#### Data to process

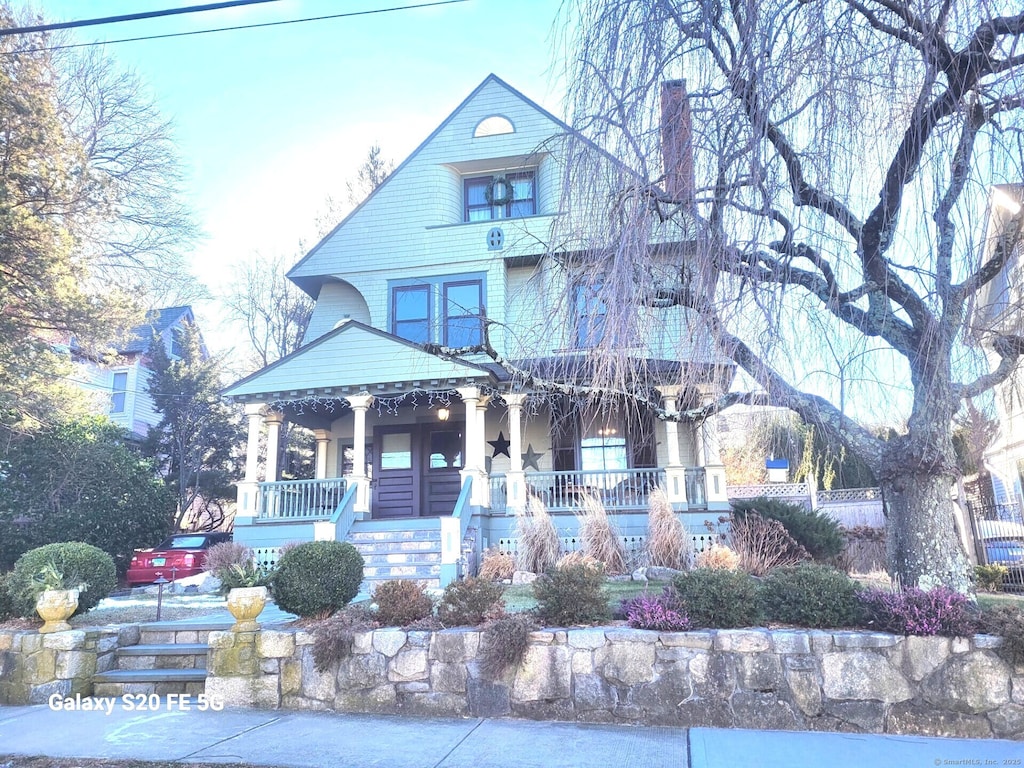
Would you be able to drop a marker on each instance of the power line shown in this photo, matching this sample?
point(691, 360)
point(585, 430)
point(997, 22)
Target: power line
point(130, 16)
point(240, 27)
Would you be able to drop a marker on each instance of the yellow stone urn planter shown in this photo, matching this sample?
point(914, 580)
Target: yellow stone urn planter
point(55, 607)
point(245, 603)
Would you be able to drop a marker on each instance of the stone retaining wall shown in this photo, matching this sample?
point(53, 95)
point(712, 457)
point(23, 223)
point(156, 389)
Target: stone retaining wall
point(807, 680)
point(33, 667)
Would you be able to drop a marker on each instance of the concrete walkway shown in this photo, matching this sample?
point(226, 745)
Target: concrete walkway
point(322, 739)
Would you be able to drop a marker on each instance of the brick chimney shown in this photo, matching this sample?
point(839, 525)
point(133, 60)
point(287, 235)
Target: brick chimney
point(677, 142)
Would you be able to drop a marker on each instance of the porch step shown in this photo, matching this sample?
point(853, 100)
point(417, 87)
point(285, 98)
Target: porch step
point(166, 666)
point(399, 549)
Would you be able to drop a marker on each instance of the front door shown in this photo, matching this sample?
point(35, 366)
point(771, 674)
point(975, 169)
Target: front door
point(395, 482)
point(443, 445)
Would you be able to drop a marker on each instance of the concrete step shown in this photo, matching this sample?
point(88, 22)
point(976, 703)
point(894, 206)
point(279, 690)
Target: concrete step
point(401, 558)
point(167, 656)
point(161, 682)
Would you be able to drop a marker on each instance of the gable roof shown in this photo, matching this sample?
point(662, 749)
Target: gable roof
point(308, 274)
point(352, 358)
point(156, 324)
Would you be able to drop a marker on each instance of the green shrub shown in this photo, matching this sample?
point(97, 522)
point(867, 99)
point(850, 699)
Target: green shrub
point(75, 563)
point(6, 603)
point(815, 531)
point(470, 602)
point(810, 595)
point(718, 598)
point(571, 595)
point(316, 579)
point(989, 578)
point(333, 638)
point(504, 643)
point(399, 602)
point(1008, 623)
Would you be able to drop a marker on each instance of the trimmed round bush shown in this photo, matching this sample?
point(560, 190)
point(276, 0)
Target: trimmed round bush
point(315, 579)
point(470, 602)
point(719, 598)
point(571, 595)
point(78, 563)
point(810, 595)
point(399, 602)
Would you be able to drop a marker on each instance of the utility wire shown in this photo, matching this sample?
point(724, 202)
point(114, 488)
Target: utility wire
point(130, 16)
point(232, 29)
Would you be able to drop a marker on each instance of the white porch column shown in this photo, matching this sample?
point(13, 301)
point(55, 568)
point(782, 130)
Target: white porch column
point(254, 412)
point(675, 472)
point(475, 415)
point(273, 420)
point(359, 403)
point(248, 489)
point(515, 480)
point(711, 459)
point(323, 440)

########

What to do | Reproduce all of the material above word for word, omitting the pictures.

Correct result |
Would you be able to drop a marker on each instance of the power line shown in this photo, matching this sample?
point(691, 360)
point(585, 430)
point(997, 22)
Target: power line
point(130, 16)
point(240, 27)
Would you be able to drop a marker on each instance of the yellow stone urn planter shown in this photo, matching this sample?
point(914, 580)
Target: yellow stone urn planter
point(55, 607)
point(245, 603)
Would you be able to drop a marker on each instance of the stone retaining wall shown in this photo, matching this sample?
point(53, 95)
point(712, 457)
point(23, 223)
point(156, 389)
Target: stone retaining wall
point(807, 680)
point(33, 667)
Would you be able to drop a marker on each instance of the concrete walkway shown in this photo, matching this sample?
point(226, 745)
Target: concrete walkway
point(322, 739)
Would you be able to drop a marker on each instance of the brick chimney shown in this photo, matching this sample?
point(839, 525)
point(133, 60)
point(287, 235)
Target: brick chimney
point(677, 142)
Would you be able to drop a marker on each instance of the porch step shown in this photo, matching this sample?
point(853, 100)
point(417, 87)
point(285, 98)
Target: porch step
point(166, 666)
point(399, 549)
Would you be able to drop a marker on each instance of the front door shown in this photo, matching this sample?
point(35, 366)
point(771, 674)
point(975, 169)
Target: front door
point(395, 482)
point(443, 445)
Would you be able to drop a marker on each instance of the concrete step shown in this photo, matching this sample?
point(88, 22)
point(976, 703)
point(894, 206)
point(279, 690)
Target: concrete step
point(401, 558)
point(167, 656)
point(161, 682)
Would you be able to drop a marker on each instance of the gable roof shown in this photo, matching this sample?
point(662, 749)
Target: gable roof
point(308, 274)
point(352, 358)
point(156, 324)
Would you be able to drop a marker on each instance of the green shrub shown in this photo, matching this sample?
point(97, 522)
point(867, 99)
point(850, 699)
Target: green shrub
point(75, 563)
point(6, 603)
point(815, 531)
point(470, 602)
point(810, 595)
point(718, 598)
point(571, 595)
point(316, 579)
point(989, 578)
point(333, 638)
point(504, 643)
point(399, 602)
point(1008, 623)
Would you be able to drop a marker on each instance of the trimmed round bush shown in this photo, matching this sample?
point(560, 190)
point(276, 0)
Target: trimmed round bush
point(315, 579)
point(470, 602)
point(719, 598)
point(571, 595)
point(78, 563)
point(810, 595)
point(399, 602)
Would you be able to drop a marker on each instance of the utility wire shown in this photo, matching this sample?
point(724, 202)
point(114, 488)
Target: utility wire
point(130, 16)
point(232, 29)
Would you be able to drop a marker on each instance of the white porch column shown in this photo, matching this sample?
point(13, 301)
point(55, 568)
point(782, 130)
Target: white porch column
point(254, 412)
point(675, 472)
point(475, 415)
point(273, 420)
point(359, 403)
point(248, 489)
point(515, 480)
point(711, 459)
point(323, 440)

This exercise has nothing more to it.